Activity: When you transcribe the listing, keep each line exact and drop the pictures.

Data listing:
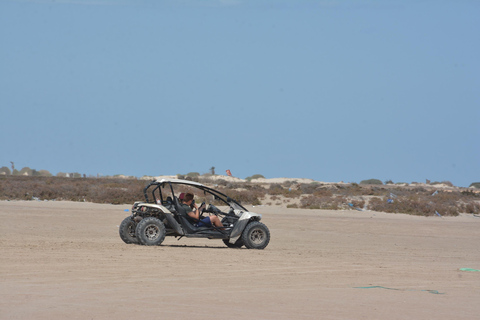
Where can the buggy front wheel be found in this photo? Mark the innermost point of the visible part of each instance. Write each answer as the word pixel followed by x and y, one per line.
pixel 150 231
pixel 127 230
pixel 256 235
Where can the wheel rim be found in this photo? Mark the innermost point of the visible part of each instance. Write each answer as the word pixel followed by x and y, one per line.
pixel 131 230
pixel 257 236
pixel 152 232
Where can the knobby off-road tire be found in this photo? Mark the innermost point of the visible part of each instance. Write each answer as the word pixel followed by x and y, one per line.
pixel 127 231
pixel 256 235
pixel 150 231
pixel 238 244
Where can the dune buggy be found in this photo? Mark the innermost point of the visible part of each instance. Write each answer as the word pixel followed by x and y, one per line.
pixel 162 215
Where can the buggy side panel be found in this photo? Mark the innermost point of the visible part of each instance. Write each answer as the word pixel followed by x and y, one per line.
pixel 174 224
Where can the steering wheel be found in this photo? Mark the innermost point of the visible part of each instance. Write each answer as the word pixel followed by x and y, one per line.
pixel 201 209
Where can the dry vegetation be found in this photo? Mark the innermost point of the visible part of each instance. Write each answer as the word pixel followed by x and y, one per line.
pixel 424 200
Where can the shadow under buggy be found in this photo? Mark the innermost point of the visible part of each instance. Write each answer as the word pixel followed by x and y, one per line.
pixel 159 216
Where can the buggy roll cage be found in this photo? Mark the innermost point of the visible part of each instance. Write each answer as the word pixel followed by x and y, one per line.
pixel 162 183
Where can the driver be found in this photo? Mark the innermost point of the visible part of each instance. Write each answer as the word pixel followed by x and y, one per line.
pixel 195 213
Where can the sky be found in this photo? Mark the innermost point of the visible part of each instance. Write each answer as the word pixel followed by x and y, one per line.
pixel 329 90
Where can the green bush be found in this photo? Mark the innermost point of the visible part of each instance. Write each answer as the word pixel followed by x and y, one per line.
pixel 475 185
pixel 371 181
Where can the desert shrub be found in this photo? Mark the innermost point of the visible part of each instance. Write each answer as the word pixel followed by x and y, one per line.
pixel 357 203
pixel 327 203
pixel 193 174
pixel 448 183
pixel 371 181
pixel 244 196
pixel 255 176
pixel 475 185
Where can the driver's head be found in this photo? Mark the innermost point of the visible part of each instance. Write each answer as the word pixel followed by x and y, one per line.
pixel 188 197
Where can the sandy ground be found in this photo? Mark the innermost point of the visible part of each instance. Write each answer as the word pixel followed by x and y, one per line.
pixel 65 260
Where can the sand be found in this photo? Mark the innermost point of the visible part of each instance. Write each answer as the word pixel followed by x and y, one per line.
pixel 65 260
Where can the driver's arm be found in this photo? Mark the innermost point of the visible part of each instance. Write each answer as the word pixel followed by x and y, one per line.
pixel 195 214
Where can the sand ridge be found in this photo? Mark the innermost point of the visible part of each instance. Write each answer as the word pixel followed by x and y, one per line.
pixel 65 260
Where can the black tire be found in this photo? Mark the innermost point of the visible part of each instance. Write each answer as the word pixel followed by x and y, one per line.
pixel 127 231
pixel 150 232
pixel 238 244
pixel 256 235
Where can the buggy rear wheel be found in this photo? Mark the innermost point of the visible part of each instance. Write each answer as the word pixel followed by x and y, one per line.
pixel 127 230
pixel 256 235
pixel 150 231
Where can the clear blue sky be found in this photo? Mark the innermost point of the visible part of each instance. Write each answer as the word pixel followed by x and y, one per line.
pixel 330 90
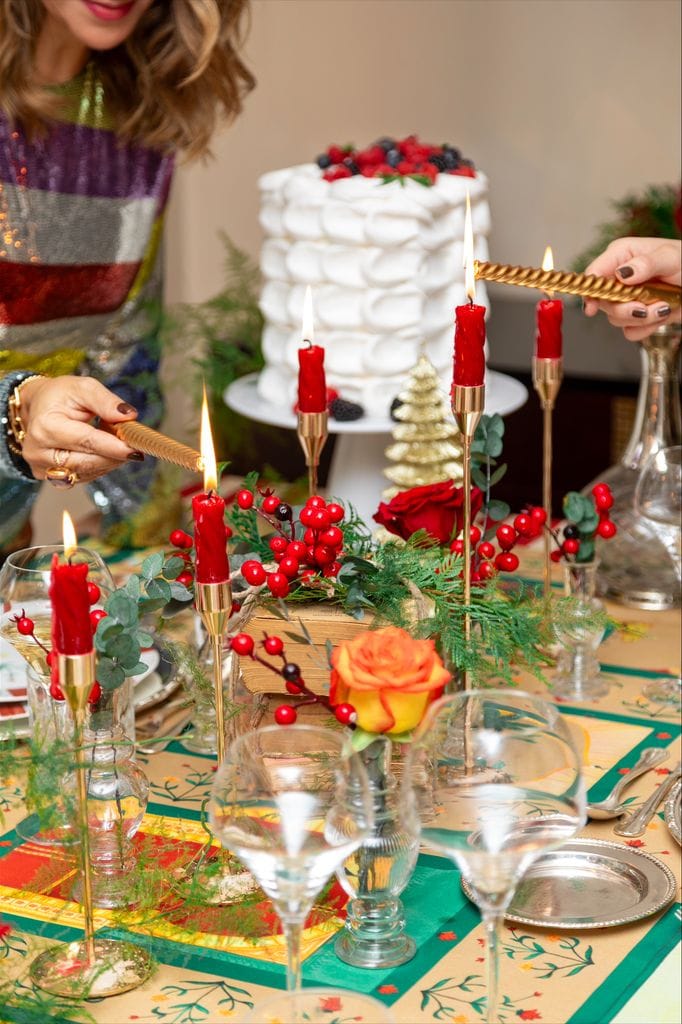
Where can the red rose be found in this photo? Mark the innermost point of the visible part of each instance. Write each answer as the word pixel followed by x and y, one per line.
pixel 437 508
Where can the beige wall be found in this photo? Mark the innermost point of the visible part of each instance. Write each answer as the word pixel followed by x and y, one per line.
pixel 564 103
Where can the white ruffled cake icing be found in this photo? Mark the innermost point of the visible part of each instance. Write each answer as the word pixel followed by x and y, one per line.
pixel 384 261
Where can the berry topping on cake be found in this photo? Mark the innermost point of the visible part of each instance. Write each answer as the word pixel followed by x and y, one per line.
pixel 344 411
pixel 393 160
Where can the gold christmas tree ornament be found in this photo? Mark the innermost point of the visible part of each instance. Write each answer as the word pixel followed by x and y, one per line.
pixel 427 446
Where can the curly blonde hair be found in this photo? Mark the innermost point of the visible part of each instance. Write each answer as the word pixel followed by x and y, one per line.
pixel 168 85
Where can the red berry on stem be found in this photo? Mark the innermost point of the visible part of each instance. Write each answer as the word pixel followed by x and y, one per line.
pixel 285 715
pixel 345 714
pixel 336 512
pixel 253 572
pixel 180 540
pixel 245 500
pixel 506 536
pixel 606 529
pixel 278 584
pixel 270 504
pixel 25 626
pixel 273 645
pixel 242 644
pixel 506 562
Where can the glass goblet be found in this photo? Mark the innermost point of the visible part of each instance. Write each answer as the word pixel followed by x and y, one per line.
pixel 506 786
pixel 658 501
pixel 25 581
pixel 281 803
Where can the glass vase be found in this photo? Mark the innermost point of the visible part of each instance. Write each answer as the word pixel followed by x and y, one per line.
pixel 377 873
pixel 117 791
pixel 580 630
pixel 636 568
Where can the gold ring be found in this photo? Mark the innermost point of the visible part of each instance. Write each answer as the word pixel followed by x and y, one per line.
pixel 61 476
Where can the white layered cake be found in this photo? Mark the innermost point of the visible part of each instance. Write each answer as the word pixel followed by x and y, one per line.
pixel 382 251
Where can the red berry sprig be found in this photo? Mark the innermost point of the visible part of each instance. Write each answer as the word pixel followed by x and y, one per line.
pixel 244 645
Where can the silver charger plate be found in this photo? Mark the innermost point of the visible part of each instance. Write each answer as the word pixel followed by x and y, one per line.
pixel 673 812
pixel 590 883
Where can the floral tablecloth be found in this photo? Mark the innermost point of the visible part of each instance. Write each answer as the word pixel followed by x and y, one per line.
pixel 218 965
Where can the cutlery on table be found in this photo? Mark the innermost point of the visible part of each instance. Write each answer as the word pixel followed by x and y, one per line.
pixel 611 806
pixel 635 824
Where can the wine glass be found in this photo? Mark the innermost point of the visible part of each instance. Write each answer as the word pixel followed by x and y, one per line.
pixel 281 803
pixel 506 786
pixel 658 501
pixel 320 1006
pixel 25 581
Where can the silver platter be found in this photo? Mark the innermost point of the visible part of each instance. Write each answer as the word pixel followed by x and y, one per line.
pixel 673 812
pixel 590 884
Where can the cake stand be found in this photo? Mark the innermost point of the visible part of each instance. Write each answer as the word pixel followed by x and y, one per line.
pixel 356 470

Task output:
Where can the buggy front wheel be found in this photo? Mark the innermost point of the visible part of each instance. Write each answer as the word pixel followed by x and y, one per line.
pixel 150 231
pixel 127 230
pixel 256 235
Where can the wheel rim be found in this photo? Mark the innermost point of the visible part of each instance. Write each answer as the word pixel followed by x and y, one per line.
pixel 131 230
pixel 257 236
pixel 152 232
Where can the knobby off-road tire be found in this photo? Mark the innermost point of the visible part of each instance. Write each answer as the word pixel followed by x and y, one per line.
pixel 127 231
pixel 256 235
pixel 150 231
pixel 238 244
Where can the dune buggy be found in this photo? Mark the innermost point of the visible part of each instance. Write each answer as the word pixel followed by x and y, one per line.
pixel 162 215
Where can the buggy side panel be found in this photo? Mark the innermost point of the visible part of each instance. Write each answer as the word pixel followed by x and y, one per line.
pixel 174 224
Where can the steering wheel be found in this photo? Mark the innermost point of the visible part of each instance. Write each answer as the word pixel followed by x and y, one per line.
pixel 201 209
Where can the dry vegetation be found in this photo? Mark the innermost point of the visible part of each instance. Write each answer as the word pixel followed by x and y, one per line.
pixel 424 200
Where can the shadow under buggy be found in this photo? Mark the innermost point of the visible part of each instance. Write each answer as the word pixel followed by x and y, one per line.
pixel 159 216
Where can the buggy roll cage be found in this photo? Mark the innermost point of the visible part of each instance. Write each answer as the word pixel followed by x and y, one per line.
pixel 162 183
Where can the driver be found in this photo? Mark the innermost point of the visible part of each instance. Write each answer as the word pixel followed by x and y, one per line.
pixel 195 213
Where can the sky be found in this photo? Mark the innermost point of the visible part of each instance. Write each answer as the word pixel followed by x and y, one per line.
pixel 329 90
Where can the green bush be found in this photo? Mark the innermost point of the visible part of each instance. Write each answer as the word pixel followed by x and y, one per line.
pixel 475 185
pixel 371 181
Where can the desert shrub be found in this photo? Mark the innermost point of the visible part of each instance. Write each answer as the word pixel followed by x and y, one per line.
pixel 357 203
pixel 327 203
pixel 193 174
pixel 448 183
pixel 371 181
pixel 244 196
pixel 255 176
pixel 475 185
Where can the driver's head be found in this photo? Mark the innermost point of the visible part of each instance. Write each answer as the word pixel followed by x and y, one per line.
pixel 188 197
Where can the sandy ground be found in this photo? Mark the innermost point of the visible part of each instance. Write each answer as the word pixel followed by x and y, one per line.
pixel 65 260
Where can the sand be found in this photo? Mark the innermost point of the visible part of each instance. Write each answer as the word pixel followed by x and y, one per line.
pixel 65 260
Where can the driver's arm be found in this photo? Mark the innermost point of the visible part of each instance. Write each answer as the word pixel followed by x and y, one per line.
pixel 195 214
Where can the sand ridge be found in this photo? Mark the innermost point of the visible part of each instance. Write each answer as the word pixel followed by x and y, one per line.
pixel 65 260
Where can the black tire be found in this photo? Mark the innermost point of the visible part of each instance. Write each answer as the word pixel followed by x and y, one per line.
pixel 127 231
pixel 150 232
pixel 238 244
pixel 256 235
Where can the buggy rear wheel be found in this photo? Mark the innermost point of the visible part of each instance. Write each answer as the word pixel followed by x and y, one per line.
pixel 127 230
pixel 256 235
pixel 150 231
Where can the clear blue sky be found in this photo? Mark the innermost point of the visible part of each instance. Write each answer as the word pixel followed by x and y, one per line.
pixel 330 90
Where can the red rose be found in this photo? Mark the innermost point of the visible part of each instance. Write each answer as the word pixel followed by x and y, one per line.
pixel 437 508
Where can the beige wall be found in this photo? Mark the innermost point of the visible part of each instance. Write each answer as the word pixel followed by x and y, one per line.
pixel 564 103
Where can the white ruffled cake icing be found in this photo? Mark the innermost point of the visible part of each instance. Write each answer as the word pixel followed by x and y, one per line.
pixel 384 261
Where can the berry topping on cake be found in this photo? Mark the innermost point of the visible part of each instance. Write each answer as the word pixel followed by x and y, one per line.
pixel 344 411
pixel 393 160
Where can the gold christmas tree ornament be found in this photo? Mark the innermost point of the visible part of each instance. Write each answer as the word pixel followed by x and y, one per line.
pixel 427 446
Where can the curly blonde hair be found in this photo? Mark the innermost point of the visible part of each instance. Write each answer as the word pixel followed by x and y, one per line.
pixel 168 85
Where can the red berry on stem be found in this photo? Mark the innermost point of the visible part of each instance. Write each answer as the word pixel followed by x and y, one per line.
pixel 285 715
pixel 345 714
pixel 336 512
pixel 253 572
pixel 180 540
pixel 245 500
pixel 506 536
pixel 606 529
pixel 278 584
pixel 270 504
pixel 25 626
pixel 273 645
pixel 242 644
pixel 506 562
Where can the glass goblet be found in this photo? Mark the innermost point of the visible part of each instance. Write each answer as the word pixel followed by x and y, one per line.
pixel 506 786
pixel 658 501
pixel 25 581
pixel 281 803
Where can the glass vase be found in this photo? Mark the innermost point of the visible part of each instance. Write each answer as the word pixel followed by x and y, one per line.
pixel 377 873
pixel 117 791
pixel 580 630
pixel 636 568
Where can the gold ring be found in this photo? Mark the innermost point of the visible part of each instance. Write each answer as the word pixel followed by x and y, one per line.
pixel 61 476
Where can the white layered cake be found in this photo? Mark the innermost point of the visible part of each instance. Write each answer as the word pixel followed by x and y, one per line.
pixel 382 251
Where can the red berry sprig be found in this photo? Mark the innermost point of the visible part of each instance. Write each answer as the word pixel followed by x and y, one per line.
pixel 244 645
Where can the silver charger plate be found in this photo? Mark the innermost point of the visible part of each instance. Write each answer as the word pixel followed by x and y, one per line.
pixel 673 812
pixel 590 883
Where can the floral tablecloth be found in this photo? Mark the innermost point of the visible part of each instance. Write each answer as the word pixel followed by x and y, one per line.
pixel 218 965
Where can the cutlery on table be found in this photo? Mark the innermost point of the visible part of each instance. Write each answer as the word pixel followed by x and y, one per line.
pixel 611 806
pixel 635 824
Where can the wine glass be found in this photo? Mark the innermost point of the visible part of each instance. Write each answer as the word pixel followed by x and y, one per line.
pixel 281 803
pixel 506 786
pixel 658 501
pixel 320 1006
pixel 25 581
Where can the silver platter be found in this photo? Mark the innermost point of the visible part of each instance. Write each answer as the word pixel followed by x and y, one per line.
pixel 673 812
pixel 590 884
Where can the cake stand be found in this photo? Mark the innermost point of the visible part of each instance. Write each answer as the word pixel followed by x and y, one per line.
pixel 356 470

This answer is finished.